* _Extracted text_
[Python-Dev] PEP 393 Summer of Code Project

Wed Aug 24 10:17:58 CEST 2011

Le 24/08/2011 04:41, Torsten Becker a écrit :
> On Tue, Aug 23, 2011 at 18:27, Victor Stinner
> <victor.stinner at haypocalc.com> wrote:
>> I posted a patch to re-add it:
>> http://bugs.python.org/issue12819#msg142867
>> Thank you for the patch! Note that this patch adds the fast path only
> to the helper function which determines the length of the string and
> the maximum character. The decoding part is still without a fast path
> for ASCII runs.

Ah? If utf8_max_char_size_and_has_errors() returns no error hand 
maxchar=127: memcpy() is used. You mean that memcpy() is too slow? :-)
maxchar = utf8_max_char_size_and_has_errors(s, size, &unicode_size,
 &has_errors);
if (has_errors) {
 ...
}
else {
 unicode = (PyUnicodeObject *)PyUnicode_New(unicode_size, maxchar);
 if (!unicode) return NULL;
 /* When the string is ASCII only, just use memcpy and return. */
 if (maxchar < 128) {
 assert(unicode_size == size);
 Py_MEMCPY(PyUnicode_1BYTE_DATA(unicode), s, unicode_size);
 return (PyObject *)unicode;
 }
 ...
}
But yes, my patch only optimize ASCII only strings, not "mostly-ASCII" 
strings (e.g. 100 ASCII + 1 latin1 character). It can be optimized 
later. I didn't benchmark my patch.
Victor

* _Objective_
Please state, from the PEP 393 post, which kind of strings the patch optimizes and which kind it leaves unoptimized.

* _Information provided_
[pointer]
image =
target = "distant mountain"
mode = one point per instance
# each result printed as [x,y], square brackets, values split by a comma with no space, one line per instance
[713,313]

* _The response_
It optimizes only ASCII-only strings, not "mostly-ASCII" strings such as 100 ASCII characters plus 1 latin1 character.